##### Supplied passage #####

# Budd



## Budd (Mar 4, 2014)

I have just acquired a Bogen CHB 35watt PA amp & would like a proper schematic to do so. From what I've seen on line this seems to be a popular conversion & makes a great amp for guitar. I've paid nothing for the amp so if it can be done inexpensively I'm going to be ahead of the game. I'll of course need a cab to go with it, but that will come later. Does anyone have this schematic or info on where I can get one? I'm only wanting a single 1/4 in & 1/4 out for speaker. Thanks for any help.


----------



## JHarasym (Mar 27, 2007)

I don't have the schematic you're asking for, but here's some info on the conversion:
http://www.rru.com/~meo/Guitar/Amps/PA2Guitar/index.html
http://www.rru.com/~meo/Guitar/Amps/PA2Guitar/pa2g-notes.html


----------



## greco (Jul 15, 2007)

#####

> **Exercise objective**
In the Bogen amp thread, what input and output does Budd want on the converted amp? Base your answer on the Bogen amp thread alone.

##### Supplied entries #####

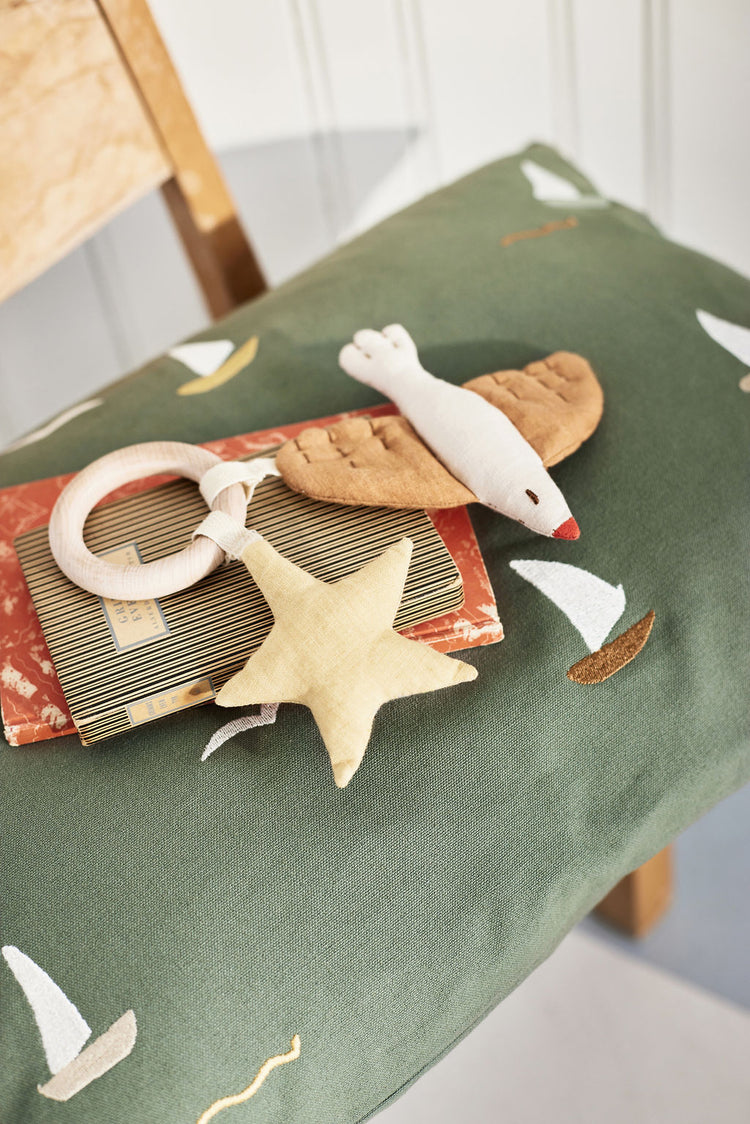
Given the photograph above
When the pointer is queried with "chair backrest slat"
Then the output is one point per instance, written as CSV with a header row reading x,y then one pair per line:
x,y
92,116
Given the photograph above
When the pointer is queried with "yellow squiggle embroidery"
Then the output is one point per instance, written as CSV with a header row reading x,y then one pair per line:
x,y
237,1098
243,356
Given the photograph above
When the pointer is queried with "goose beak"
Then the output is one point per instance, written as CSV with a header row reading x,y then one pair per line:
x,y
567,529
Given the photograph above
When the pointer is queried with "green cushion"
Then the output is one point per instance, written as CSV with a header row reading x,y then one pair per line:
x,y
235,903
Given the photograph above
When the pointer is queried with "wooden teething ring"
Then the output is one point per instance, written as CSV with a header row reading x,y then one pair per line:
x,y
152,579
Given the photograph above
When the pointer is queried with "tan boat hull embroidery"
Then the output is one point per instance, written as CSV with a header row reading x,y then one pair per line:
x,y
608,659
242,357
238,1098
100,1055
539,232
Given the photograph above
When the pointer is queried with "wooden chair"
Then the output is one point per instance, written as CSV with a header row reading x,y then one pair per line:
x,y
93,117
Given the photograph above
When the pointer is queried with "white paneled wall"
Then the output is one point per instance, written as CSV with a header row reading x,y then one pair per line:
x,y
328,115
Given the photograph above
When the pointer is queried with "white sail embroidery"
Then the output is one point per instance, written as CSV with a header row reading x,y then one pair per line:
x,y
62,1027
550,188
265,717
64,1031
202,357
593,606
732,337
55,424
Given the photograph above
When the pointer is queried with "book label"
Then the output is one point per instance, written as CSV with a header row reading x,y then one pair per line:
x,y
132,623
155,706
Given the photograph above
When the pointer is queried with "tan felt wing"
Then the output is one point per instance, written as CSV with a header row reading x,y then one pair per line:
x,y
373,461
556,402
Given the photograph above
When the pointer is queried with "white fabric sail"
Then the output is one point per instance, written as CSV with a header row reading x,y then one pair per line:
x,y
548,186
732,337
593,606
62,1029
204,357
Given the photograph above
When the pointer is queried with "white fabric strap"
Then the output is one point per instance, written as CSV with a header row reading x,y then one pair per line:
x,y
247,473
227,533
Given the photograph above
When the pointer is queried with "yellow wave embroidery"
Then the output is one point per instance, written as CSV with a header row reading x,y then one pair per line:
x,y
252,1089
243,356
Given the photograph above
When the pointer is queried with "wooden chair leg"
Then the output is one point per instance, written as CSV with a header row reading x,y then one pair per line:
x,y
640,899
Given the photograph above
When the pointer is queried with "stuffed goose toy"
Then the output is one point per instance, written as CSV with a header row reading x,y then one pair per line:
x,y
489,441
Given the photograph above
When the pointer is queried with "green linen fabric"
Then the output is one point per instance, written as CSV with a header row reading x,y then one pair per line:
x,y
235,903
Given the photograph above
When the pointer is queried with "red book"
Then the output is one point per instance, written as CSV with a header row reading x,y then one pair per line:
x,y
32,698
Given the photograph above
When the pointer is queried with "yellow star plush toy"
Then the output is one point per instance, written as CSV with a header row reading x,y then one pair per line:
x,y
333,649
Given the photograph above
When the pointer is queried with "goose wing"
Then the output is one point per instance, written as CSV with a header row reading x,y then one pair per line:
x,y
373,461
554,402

#####

> **Exercise solution**
A single 1/4 in input and a 1/4 in output for the speaker.